• Stated problem 1:
Could you edit the photo records below, putting "tree trunk" in place of "tree bark" and keeping everything else the same? Leave the pictures out of your answer.

Edward Said, Palestinian/American intellectual, resident in the US, died of leucaemia on September 25th. A prominent Palestinian activist and a literary critic, he worked as a comparative literature professor at Columbia. He was born in Jerusalem, raised in Cairo and Lebanon, educated in the US and is described as Palestinian Christian.

As an indymedia activist and one of the people who read some of his books and articles, I'm sad that he is gone and will miss his voice. Edward Said showed that there is a way to throw radical critique at the Israeli government without going down the road of antisemitism - and being a renowned he was heard.

Edward Said
Edward Said


His advocacy for the Palestinian cause went beyond intellectual criticism. For academics, Said provided "a model for being engaged in political activities outside the university" (Grant Farred). For example, he helped Yassir Arafat, the PLO leader, to write his 1974 speech before the United Nations. To his fundamental rejection of Zionism, he added the idea of Palestinian-Israeli coexistence. Consequently, he broke with Arafat over the PLO's signing of the 1993 Oslo Accords. Said advocated a single-state solution whereby Jews and Palestinians would live jointly in a nonsectarian nation (boston.com).

• Items:
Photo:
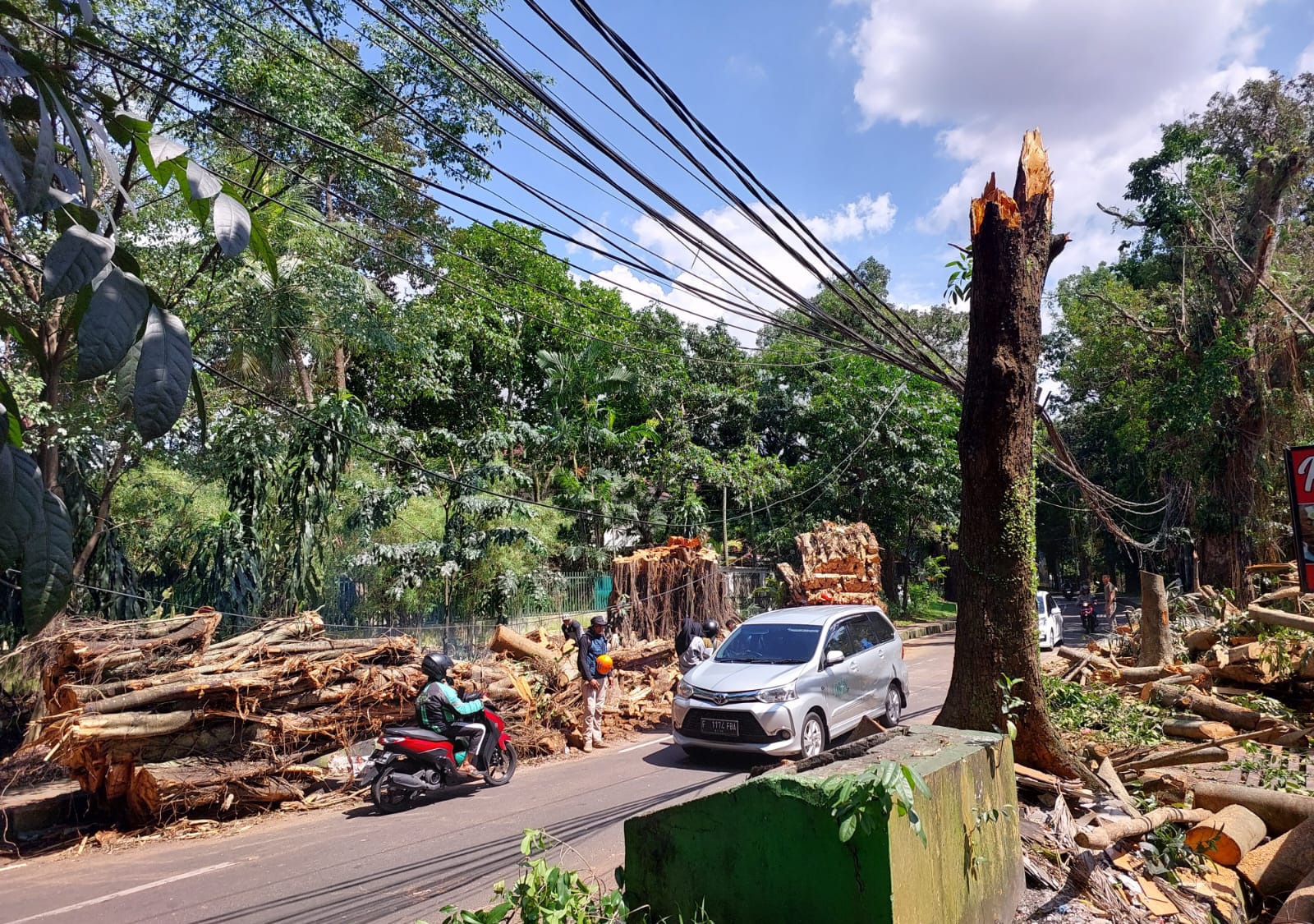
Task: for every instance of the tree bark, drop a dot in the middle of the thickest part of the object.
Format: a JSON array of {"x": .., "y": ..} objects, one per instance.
[
  {"x": 1012, "y": 249},
  {"x": 1280, "y": 865},
  {"x": 1155, "y": 634}
]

• Stated problem 2:
Can you turn the paragraph above beginning "His advocacy for the Palestinian cause" in the piece on Edward Said into a bulleted list that keeps its main facts?

• Correct response 1:
Photo:
Task: for every instance of the tree trunk, drop a dot in the middle of the thickest part of the object.
Format: a JSON array of {"x": .., "y": ..} objects, one per instance.
[
  {"x": 1012, "y": 249},
  {"x": 1280, "y": 865},
  {"x": 1155, "y": 634}
]

• Correct response 2:
- Said's advocacy for the Palestinian cause went beyond intellectual criticism.
- According to Grant Farred, he gave academics "a model for being engaged in political activities outside the university."
- He helped PLO leader Yassir Arafat write his 1974 speech before the United Nations.
- He joined his fundamental rejection of Zionism with the idea of Palestinian-Israeli coexistence.
- As a result, he broke with Arafat over the PLO's signing of the 1993 Oslo Accords.
- He advocated a single-state solution in which Jews and Palestinians would live jointly in a nonsectarian nation (boston.com).